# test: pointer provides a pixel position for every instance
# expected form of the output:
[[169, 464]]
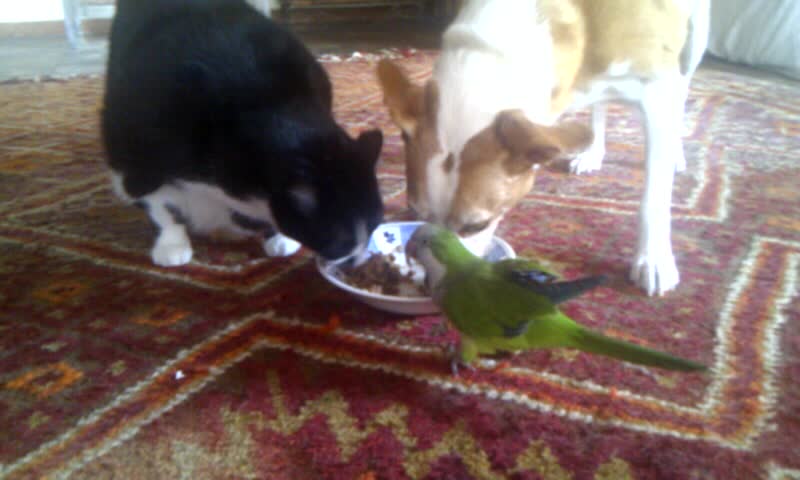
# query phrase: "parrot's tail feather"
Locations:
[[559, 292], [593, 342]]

------------------------------------------------------------------------

▶ **Activity**
Without the pictures, write out every entry precisely as it appears.

▶ **Written solution**
# test: pointer provides a pixel position for every instance
# expected form of the output:
[[169, 464]]
# query phrase: "parrot's tail feather"
Locations:
[[559, 292], [593, 342]]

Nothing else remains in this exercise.